## [TASK]
Could you return the account of the physiotherapy app project word for word, in full?

## [EXTRACT TO READ]
━━━━━━━━

Sometimes I see how a client tells the professional they hired how to do certain things. You know — play with the colors, change the font, move a button, and all of these small things. I’m not a UX expert, but I guess it’s pretty annoying to handle.

Unfortunately, I see the same approach to more important things — more often than I would like to. You recommend a specific approach to your client — yet they refuse, ask for different options, and then select the most idiotic one. Even though you clearly specify that this option is idiotic.

What happens next? Obviously, he’s fucked. And no matter how often you repeat the «I told you» mantra — it’s obviously your fault. As a professional, you should have refused to go along the path that would doom your client. Yet sometimes you do play along. And regret it big time.

I’m Nikolay the Russian Guy, and today i will tell you a sad, but brutally honest, story of such a failure.

So, a German client came to us, asking for a mobile app for physiotherapists and their patients. 25 years of in-the-field experience resulted in quite an interesting hands-on approach which they would like to digitize. That sounded quite interesting, really.

Well, first things first — we went through our usual process, asking all kinds of business-related questions and systematizing the results, so in the end it appeared that they would actually like to build a much more broad ecosystem. Not only with physiotherapists and their patients — there also would be corporate clients, their employees, insurance companies and eventually even the government. Guys really would like to present a game-changing approach to personal health management, global scale.

━━━━━━━━

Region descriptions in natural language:
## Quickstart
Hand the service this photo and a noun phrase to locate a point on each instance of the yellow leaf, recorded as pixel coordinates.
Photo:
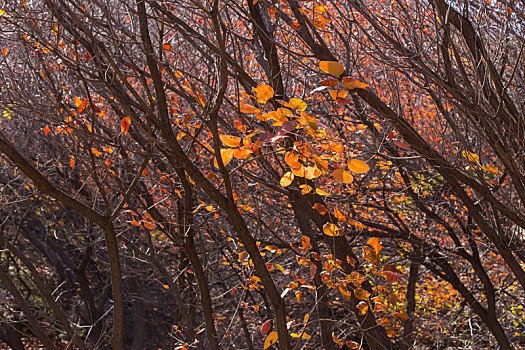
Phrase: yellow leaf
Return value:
(335, 94)
(491, 169)
(400, 316)
(270, 339)
(350, 84)
(226, 156)
(231, 141)
(332, 67)
(473, 157)
(297, 335)
(342, 176)
(287, 179)
(298, 104)
(330, 229)
(264, 93)
(249, 109)
(358, 166)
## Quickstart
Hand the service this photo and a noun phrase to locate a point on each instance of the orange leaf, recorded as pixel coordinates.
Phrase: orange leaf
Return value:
(287, 179)
(241, 153)
(332, 67)
(270, 339)
(321, 192)
(358, 166)
(264, 93)
(331, 82)
(337, 341)
(374, 243)
(361, 294)
(124, 125)
(266, 326)
(363, 307)
(226, 156)
(249, 109)
(330, 229)
(350, 84)
(336, 94)
(231, 141)
(298, 104)
(343, 176)
(400, 316)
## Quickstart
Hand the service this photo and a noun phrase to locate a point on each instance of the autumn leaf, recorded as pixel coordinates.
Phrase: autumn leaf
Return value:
(473, 157)
(270, 339)
(330, 229)
(374, 243)
(361, 294)
(226, 156)
(342, 176)
(298, 104)
(264, 93)
(362, 307)
(350, 84)
(231, 141)
(358, 166)
(331, 82)
(249, 109)
(337, 94)
(321, 192)
(337, 341)
(242, 153)
(332, 67)
(287, 179)
(266, 326)
(400, 316)
(124, 125)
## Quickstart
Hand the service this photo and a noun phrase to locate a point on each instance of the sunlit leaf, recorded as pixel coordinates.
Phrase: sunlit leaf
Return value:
(332, 67)
(124, 125)
(362, 307)
(249, 109)
(400, 316)
(342, 176)
(266, 326)
(270, 339)
(287, 179)
(231, 141)
(226, 156)
(358, 166)
(337, 341)
(330, 229)
(473, 157)
(321, 192)
(242, 153)
(264, 93)
(374, 243)
(298, 104)
(337, 94)
(350, 84)
(361, 294)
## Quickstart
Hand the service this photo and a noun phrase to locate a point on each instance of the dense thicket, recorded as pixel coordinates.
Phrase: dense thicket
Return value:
(369, 190)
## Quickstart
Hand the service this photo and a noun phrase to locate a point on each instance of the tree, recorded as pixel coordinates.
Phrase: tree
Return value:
(340, 174)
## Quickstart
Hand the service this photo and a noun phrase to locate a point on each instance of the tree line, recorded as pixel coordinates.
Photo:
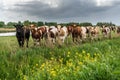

━━━━━━━━

## [WRITTEN ANSWER]
Sometimes I see how a client tells the professional they hired how to do certain things. You know — play with the colors, change the font, move a button, and all of these small things. I’m not a UX expert, but I guess it’s pretty annoying to handle.

Unfortunately, I see the same approach to more important things — more often than I would like to. You recommend a specific approach to your client — yet they refuse, ask for different options, and then select the most idiotic one. Even though you clearly specify that this option is idiotic.

What happens next? Obviously, he’s fucked. And no matter how often you repeat the «I told you» mantra — it’s obviously your fault. As a professional, you should have refused to go along the path that would doom your client. Yet sometimes you do play along. And regret it big time.

I’m Nikolay the Russian Guy, and today i will tell you a sad, but brutally honest, story of such a failure.

So, a German client came to us, asking for a mobile app for physiotherapists and their patients. 25 years of in-the-field experience resulted in quite an interesting hands-on approach which they would like to digitize. That sounded quite interesting, really.

Well, first things first — we went through our usual process, asking all kinds of business-related questions and systematizing the results, so in the end it appeared that they would actually like to build a much more broad ecosystem. Not only with physiotherapists and their patients — there also would be corporate clients, their employees, insurance companies and eventually even the government. Guys really would like to present a game-changing approach to personal health management, global scale.